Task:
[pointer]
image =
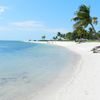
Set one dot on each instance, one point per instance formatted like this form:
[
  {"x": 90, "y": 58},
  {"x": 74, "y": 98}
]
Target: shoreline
[{"x": 85, "y": 82}]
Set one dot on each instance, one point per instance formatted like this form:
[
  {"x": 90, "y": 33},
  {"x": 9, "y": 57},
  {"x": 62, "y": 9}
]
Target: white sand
[{"x": 85, "y": 83}]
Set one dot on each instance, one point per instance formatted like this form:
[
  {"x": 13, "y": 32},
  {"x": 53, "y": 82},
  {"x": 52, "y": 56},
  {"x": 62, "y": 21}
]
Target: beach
[{"x": 84, "y": 83}]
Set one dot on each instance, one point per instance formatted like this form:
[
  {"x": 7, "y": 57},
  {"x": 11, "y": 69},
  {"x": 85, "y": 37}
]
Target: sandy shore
[{"x": 85, "y": 83}]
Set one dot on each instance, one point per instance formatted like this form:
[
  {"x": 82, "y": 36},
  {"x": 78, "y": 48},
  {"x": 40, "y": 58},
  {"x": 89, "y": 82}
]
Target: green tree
[{"x": 83, "y": 18}]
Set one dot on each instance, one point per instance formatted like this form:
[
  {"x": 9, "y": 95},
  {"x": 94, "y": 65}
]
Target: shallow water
[{"x": 25, "y": 68}]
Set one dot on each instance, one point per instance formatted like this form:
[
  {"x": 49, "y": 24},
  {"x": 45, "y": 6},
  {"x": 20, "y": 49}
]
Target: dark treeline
[{"x": 83, "y": 27}]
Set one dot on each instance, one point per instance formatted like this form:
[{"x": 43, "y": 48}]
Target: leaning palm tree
[{"x": 83, "y": 18}]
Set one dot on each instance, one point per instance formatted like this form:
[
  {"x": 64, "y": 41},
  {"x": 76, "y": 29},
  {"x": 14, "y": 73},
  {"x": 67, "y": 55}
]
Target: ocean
[{"x": 26, "y": 68}]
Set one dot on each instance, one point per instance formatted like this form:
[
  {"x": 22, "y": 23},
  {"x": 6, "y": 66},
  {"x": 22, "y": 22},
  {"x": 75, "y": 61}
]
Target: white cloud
[
  {"x": 3, "y": 9},
  {"x": 31, "y": 26},
  {"x": 27, "y": 24},
  {"x": 55, "y": 30}
]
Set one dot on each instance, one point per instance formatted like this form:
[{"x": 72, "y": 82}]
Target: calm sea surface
[{"x": 25, "y": 68}]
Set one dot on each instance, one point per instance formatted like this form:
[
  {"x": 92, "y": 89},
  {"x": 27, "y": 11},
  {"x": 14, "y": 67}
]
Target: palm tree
[{"x": 83, "y": 18}]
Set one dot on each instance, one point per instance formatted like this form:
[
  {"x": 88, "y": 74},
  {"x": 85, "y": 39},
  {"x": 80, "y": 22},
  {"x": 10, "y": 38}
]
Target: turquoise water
[{"x": 25, "y": 68}]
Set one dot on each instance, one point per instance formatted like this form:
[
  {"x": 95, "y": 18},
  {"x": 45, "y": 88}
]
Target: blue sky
[{"x": 30, "y": 19}]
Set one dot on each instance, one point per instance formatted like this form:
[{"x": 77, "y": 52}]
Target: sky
[{"x": 31, "y": 19}]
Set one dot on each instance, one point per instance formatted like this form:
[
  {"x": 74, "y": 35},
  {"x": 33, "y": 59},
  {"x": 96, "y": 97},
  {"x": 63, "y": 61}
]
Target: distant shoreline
[{"x": 85, "y": 83}]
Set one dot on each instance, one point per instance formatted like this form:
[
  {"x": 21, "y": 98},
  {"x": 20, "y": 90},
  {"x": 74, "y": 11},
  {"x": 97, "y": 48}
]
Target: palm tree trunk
[
  {"x": 94, "y": 31},
  {"x": 93, "y": 28}
]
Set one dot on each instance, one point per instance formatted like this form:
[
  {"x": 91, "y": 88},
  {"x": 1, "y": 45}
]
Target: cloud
[
  {"x": 31, "y": 26},
  {"x": 55, "y": 30},
  {"x": 3, "y": 9},
  {"x": 27, "y": 24}
]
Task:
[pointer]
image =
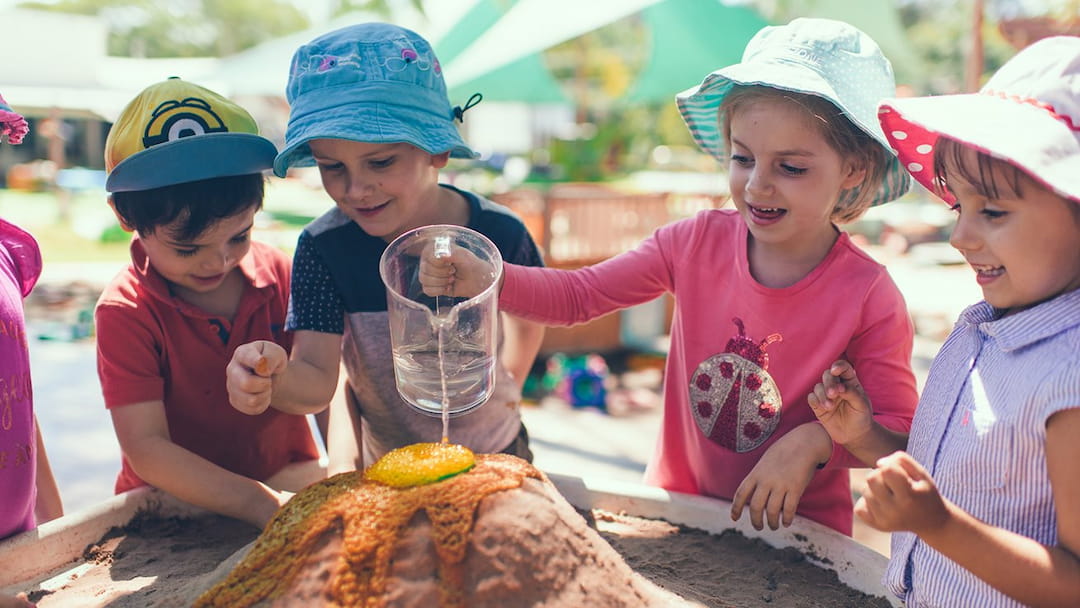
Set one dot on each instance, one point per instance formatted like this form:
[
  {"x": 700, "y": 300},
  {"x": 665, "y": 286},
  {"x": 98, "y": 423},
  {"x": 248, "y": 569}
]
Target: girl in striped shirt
[{"x": 985, "y": 503}]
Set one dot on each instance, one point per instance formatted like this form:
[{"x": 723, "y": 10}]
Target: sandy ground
[{"x": 580, "y": 442}]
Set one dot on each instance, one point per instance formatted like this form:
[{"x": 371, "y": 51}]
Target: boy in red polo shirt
[{"x": 185, "y": 174}]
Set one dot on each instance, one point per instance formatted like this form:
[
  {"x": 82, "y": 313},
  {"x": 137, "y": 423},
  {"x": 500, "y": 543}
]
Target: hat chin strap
[{"x": 459, "y": 112}]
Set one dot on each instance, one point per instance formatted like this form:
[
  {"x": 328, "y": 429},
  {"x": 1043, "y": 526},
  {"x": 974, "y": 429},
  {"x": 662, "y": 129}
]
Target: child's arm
[
  {"x": 775, "y": 485},
  {"x": 262, "y": 375},
  {"x": 844, "y": 409},
  {"x": 49, "y": 504},
  {"x": 902, "y": 496},
  {"x": 143, "y": 432},
  {"x": 521, "y": 345},
  {"x": 343, "y": 436}
]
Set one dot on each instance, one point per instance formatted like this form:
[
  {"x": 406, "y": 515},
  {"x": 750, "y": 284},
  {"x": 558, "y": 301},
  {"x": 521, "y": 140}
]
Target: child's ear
[
  {"x": 856, "y": 173},
  {"x": 439, "y": 161},
  {"x": 123, "y": 224}
]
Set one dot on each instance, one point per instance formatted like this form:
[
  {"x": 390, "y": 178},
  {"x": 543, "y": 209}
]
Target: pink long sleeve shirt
[{"x": 743, "y": 357}]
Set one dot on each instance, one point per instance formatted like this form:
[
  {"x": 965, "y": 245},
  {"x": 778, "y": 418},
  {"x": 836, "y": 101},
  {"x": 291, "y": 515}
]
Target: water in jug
[{"x": 444, "y": 347}]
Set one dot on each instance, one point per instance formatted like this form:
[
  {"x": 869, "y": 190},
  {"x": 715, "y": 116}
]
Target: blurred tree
[{"x": 185, "y": 28}]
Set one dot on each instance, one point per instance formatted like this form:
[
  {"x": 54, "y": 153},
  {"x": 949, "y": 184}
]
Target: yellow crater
[{"x": 417, "y": 464}]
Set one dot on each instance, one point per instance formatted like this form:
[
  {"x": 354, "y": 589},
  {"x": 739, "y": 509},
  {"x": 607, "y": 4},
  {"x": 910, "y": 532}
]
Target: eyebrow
[
  {"x": 393, "y": 148},
  {"x": 793, "y": 152},
  {"x": 193, "y": 244}
]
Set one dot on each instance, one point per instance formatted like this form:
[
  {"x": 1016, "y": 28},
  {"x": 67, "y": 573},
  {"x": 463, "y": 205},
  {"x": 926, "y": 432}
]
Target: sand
[{"x": 157, "y": 562}]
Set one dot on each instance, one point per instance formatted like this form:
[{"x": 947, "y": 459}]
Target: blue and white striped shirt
[{"x": 981, "y": 431}]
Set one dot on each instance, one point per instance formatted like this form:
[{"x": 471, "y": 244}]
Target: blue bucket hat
[
  {"x": 823, "y": 57},
  {"x": 368, "y": 82}
]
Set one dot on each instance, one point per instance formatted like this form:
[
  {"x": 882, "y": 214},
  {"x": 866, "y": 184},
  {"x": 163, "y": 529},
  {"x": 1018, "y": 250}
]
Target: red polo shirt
[{"x": 152, "y": 346}]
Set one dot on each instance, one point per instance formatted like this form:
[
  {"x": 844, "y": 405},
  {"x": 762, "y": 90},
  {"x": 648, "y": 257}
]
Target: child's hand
[
  {"x": 15, "y": 602},
  {"x": 775, "y": 484},
  {"x": 901, "y": 496},
  {"x": 840, "y": 404},
  {"x": 248, "y": 376},
  {"x": 454, "y": 271}
]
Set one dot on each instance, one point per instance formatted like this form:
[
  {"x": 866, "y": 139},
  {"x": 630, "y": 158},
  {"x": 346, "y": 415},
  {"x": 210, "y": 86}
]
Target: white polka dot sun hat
[
  {"x": 1027, "y": 115},
  {"x": 823, "y": 57}
]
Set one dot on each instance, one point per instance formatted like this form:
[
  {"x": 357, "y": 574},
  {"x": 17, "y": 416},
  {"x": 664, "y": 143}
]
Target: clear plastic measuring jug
[{"x": 444, "y": 348}]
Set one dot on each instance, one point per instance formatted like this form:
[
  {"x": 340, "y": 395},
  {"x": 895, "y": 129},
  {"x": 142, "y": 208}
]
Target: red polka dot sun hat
[{"x": 1027, "y": 115}]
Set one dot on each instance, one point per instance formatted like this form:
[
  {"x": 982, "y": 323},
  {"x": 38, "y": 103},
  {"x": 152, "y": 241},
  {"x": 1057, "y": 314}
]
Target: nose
[
  {"x": 757, "y": 181},
  {"x": 359, "y": 188}
]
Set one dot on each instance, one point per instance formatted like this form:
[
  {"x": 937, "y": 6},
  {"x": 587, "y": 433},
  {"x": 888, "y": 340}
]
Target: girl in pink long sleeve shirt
[{"x": 767, "y": 294}]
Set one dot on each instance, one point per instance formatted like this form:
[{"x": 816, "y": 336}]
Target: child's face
[
  {"x": 785, "y": 179},
  {"x": 385, "y": 188},
  {"x": 1024, "y": 246},
  {"x": 202, "y": 264}
]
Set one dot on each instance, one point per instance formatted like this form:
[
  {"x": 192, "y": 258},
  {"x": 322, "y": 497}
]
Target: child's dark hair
[
  {"x": 198, "y": 205},
  {"x": 842, "y": 135},
  {"x": 975, "y": 166}
]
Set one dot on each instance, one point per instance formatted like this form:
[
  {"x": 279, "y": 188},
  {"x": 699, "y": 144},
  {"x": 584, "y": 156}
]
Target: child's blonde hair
[{"x": 853, "y": 144}]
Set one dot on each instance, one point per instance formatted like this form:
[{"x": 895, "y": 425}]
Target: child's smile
[{"x": 1022, "y": 244}]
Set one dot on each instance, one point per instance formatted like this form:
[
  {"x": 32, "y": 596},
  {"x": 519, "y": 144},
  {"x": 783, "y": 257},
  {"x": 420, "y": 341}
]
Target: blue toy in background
[{"x": 579, "y": 380}]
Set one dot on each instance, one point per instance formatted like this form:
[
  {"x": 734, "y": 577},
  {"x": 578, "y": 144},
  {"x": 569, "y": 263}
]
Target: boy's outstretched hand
[
  {"x": 901, "y": 496},
  {"x": 840, "y": 404},
  {"x": 454, "y": 271},
  {"x": 248, "y": 376}
]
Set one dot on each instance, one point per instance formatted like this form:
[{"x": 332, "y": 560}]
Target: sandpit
[{"x": 161, "y": 559}]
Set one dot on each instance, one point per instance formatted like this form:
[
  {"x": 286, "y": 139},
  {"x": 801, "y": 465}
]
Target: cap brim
[
  {"x": 370, "y": 123},
  {"x": 192, "y": 159},
  {"x": 1022, "y": 134}
]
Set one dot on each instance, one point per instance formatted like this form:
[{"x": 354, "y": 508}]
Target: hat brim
[
  {"x": 192, "y": 159},
  {"x": 370, "y": 123},
  {"x": 1047, "y": 149},
  {"x": 700, "y": 109}
]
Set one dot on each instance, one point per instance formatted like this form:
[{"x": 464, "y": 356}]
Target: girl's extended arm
[{"x": 520, "y": 347}]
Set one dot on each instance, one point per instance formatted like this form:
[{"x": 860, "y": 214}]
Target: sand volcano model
[{"x": 433, "y": 525}]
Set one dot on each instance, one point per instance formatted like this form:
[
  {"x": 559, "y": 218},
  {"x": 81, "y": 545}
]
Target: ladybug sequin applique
[{"x": 734, "y": 401}]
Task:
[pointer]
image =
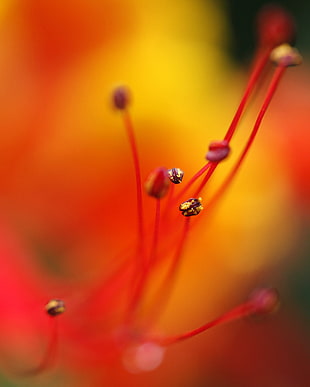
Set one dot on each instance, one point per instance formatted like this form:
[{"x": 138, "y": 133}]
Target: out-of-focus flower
[{"x": 76, "y": 226}]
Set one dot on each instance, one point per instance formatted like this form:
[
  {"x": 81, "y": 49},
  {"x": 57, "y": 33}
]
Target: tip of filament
[
  {"x": 121, "y": 97},
  {"x": 191, "y": 207},
  {"x": 55, "y": 307},
  {"x": 286, "y": 56},
  {"x": 157, "y": 183},
  {"x": 275, "y": 26}
]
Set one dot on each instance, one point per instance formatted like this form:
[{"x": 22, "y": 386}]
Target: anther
[
  {"x": 285, "y": 55},
  {"x": 191, "y": 207},
  {"x": 121, "y": 98},
  {"x": 275, "y": 26},
  {"x": 218, "y": 151},
  {"x": 55, "y": 307},
  {"x": 175, "y": 175},
  {"x": 157, "y": 183},
  {"x": 264, "y": 301}
]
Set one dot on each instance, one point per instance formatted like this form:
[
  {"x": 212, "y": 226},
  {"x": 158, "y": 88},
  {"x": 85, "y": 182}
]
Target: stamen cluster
[{"x": 163, "y": 247}]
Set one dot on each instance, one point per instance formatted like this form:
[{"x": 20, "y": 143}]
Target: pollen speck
[{"x": 55, "y": 307}]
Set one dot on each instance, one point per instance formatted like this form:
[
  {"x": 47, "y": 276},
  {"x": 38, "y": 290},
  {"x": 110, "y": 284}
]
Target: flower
[{"x": 105, "y": 251}]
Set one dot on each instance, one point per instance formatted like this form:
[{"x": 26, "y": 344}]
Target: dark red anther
[
  {"x": 121, "y": 97},
  {"x": 55, "y": 307},
  {"x": 175, "y": 175},
  {"x": 264, "y": 301},
  {"x": 157, "y": 183},
  {"x": 218, "y": 151},
  {"x": 191, "y": 207},
  {"x": 275, "y": 26}
]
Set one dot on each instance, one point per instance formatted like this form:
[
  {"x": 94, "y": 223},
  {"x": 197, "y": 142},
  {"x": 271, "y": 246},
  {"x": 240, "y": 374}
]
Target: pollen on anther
[
  {"x": 191, "y": 207},
  {"x": 218, "y": 151},
  {"x": 285, "y": 55},
  {"x": 121, "y": 98},
  {"x": 157, "y": 183},
  {"x": 175, "y": 175},
  {"x": 55, "y": 307}
]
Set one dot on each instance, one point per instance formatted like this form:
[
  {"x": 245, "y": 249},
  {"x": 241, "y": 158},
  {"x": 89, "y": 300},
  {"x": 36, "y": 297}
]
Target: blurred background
[{"x": 63, "y": 156}]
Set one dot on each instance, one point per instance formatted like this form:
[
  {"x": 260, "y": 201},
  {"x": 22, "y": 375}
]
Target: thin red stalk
[
  {"x": 234, "y": 314},
  {"x": 206, "y": 179},
  {"x": 270, "y": 93},
  {"x": 193, "y": 179},
  {"x": 256, "y": 72},
  {"x": 142, "y": 281},
  {"x": 167, "y": 285},
  {"x": 131, "y": 136},
  {"x": 153, "y": 253},
  {"x": 260, "y": 63}
]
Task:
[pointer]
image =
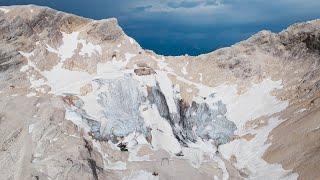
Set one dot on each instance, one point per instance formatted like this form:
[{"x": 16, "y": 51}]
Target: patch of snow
[
  {"x": 201, "y": 77},
  {"x": 129, "y": 56},
  {"x": 184, "y": 69},
  {"x": 32, "y": 94},
  {"x": 4, "y": 10},
  {"x": 254, "y": 103},
  {"x": 162, "y": 135},
  {"x": 119, "y": 165},
  {"x": 167, "y": 89},
  {"x": 300, "y": 111},
  {"x": 141, "y": 175},
  {"x": 89, "y": 48},
  {"x": 30, "y": 129},
  {"x": 70, "y": 43}
]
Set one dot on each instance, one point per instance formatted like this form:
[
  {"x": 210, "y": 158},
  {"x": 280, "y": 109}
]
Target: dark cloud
[
  {"x": 184, "y": 4},
  {"x": 189, "y": 26}
]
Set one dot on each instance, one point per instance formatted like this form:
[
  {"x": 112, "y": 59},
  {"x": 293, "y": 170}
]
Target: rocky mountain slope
[{"x": 79, "y": 99}]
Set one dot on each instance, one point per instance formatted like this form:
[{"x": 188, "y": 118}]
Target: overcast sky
[{"x": 189, "y": 26}]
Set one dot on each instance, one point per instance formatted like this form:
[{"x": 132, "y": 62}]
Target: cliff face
[{"x": 81, "y": 100}]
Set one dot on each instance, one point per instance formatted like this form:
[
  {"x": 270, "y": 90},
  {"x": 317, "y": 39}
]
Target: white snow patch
[
  {"x": 201, "y": 77},
  {"x": 32, "y": 94},
  {"x": 162, "y": 135},
  {"x": 70, "y": 43},
  {"x": 141, "y": 175},
  {"x": 129, "y": 56},
  {"x": 119, "y": 165},
  {"x": 5, "y": 10},
  {"x": 184, "y": 69},
  {"x": 300, "y": 111},
  {"x": 30, "y": 129},
  {"x": 254, "y": 103},
  {"x": 167, "y": 89},
  {"x": 89, "y": 48}
]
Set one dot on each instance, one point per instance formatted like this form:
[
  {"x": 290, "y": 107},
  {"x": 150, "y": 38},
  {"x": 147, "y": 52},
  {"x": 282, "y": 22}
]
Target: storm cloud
[{"x": 176, "y": 27}]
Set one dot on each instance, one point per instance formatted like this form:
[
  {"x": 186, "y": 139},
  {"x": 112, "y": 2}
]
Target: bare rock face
[{"x": 79, "y": 99}]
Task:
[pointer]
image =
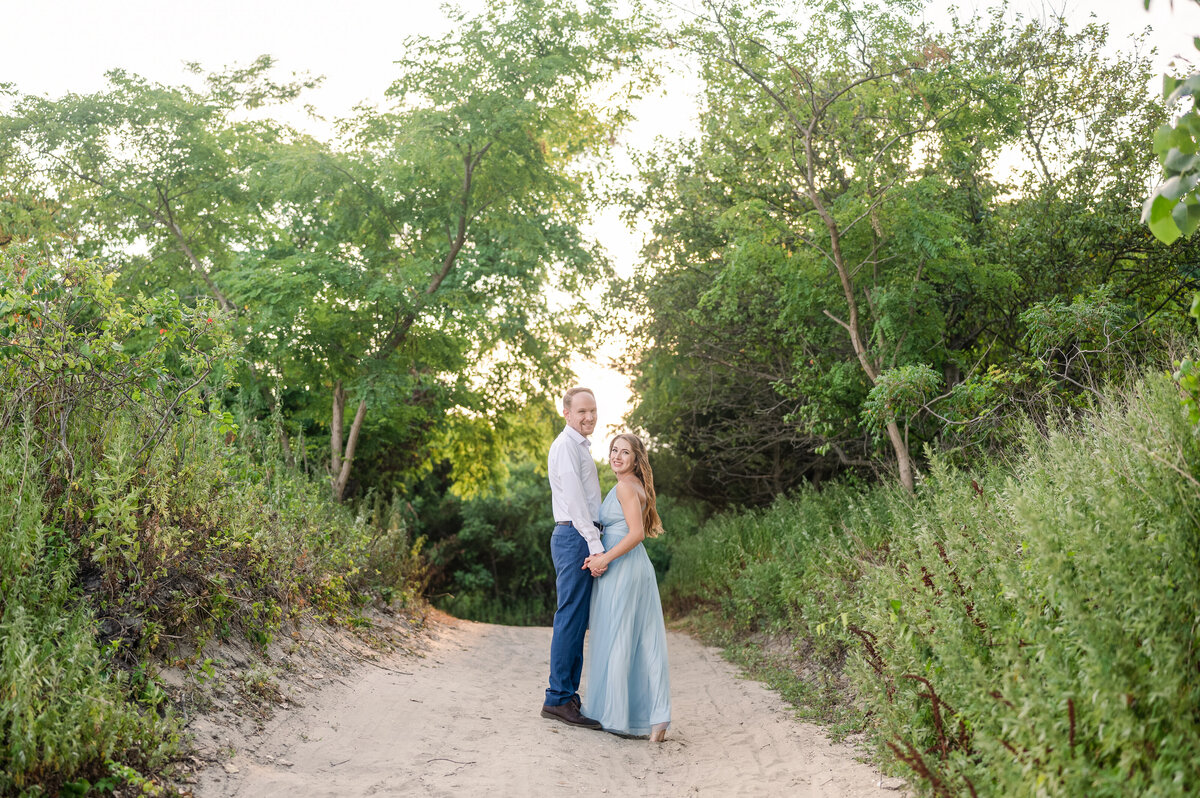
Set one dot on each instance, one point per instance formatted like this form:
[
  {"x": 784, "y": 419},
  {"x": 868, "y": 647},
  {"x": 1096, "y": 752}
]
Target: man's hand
[{"x": 595, "y": 564}]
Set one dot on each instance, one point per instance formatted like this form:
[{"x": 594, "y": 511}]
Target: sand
[{"x": 463, "y": 720}]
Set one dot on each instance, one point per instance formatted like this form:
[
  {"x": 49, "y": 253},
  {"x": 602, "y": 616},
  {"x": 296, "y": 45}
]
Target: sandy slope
[{"x": 465, "y": 720}]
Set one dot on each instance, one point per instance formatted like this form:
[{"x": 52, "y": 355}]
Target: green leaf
[
  {"x": 1159, "y": 219},
  {"x": 1186, "y": 216}
]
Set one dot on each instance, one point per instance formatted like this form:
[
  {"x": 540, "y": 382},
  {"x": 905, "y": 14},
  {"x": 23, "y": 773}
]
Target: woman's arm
[{"x": 631, "y": 505}]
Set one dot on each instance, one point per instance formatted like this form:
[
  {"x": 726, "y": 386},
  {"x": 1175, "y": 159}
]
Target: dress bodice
[{"x": 612, "y": 516}]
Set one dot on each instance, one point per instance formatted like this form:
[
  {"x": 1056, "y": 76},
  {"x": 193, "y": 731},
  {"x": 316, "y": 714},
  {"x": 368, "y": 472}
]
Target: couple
[{"x": 607, "y": 579}]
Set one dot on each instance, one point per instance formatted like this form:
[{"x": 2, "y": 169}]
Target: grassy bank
[
  {"x": 141, "y": 521},
  {"x": 1030, "y": 627}
]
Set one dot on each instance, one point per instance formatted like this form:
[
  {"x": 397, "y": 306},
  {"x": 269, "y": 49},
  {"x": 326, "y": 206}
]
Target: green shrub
[
  {"x": 1035, "y": 628},
  {"x": 1026, "y": 628}
]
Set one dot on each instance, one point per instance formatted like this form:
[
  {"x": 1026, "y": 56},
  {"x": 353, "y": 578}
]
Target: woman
[{"x": 628, "y": 690}]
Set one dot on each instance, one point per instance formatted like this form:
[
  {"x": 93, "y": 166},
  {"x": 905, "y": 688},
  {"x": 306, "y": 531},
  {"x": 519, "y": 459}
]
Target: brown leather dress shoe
[{"x": 569, "y": 714}]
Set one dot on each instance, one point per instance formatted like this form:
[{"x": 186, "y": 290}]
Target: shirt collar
[{"x": 574, "y": 435}]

====

▶ [DIRECTIONS] Copy out every line of the data above that contains the string "flower".

▶ [WRITTEN SOLUTION]
Target: out-of-focus flower
Target: flower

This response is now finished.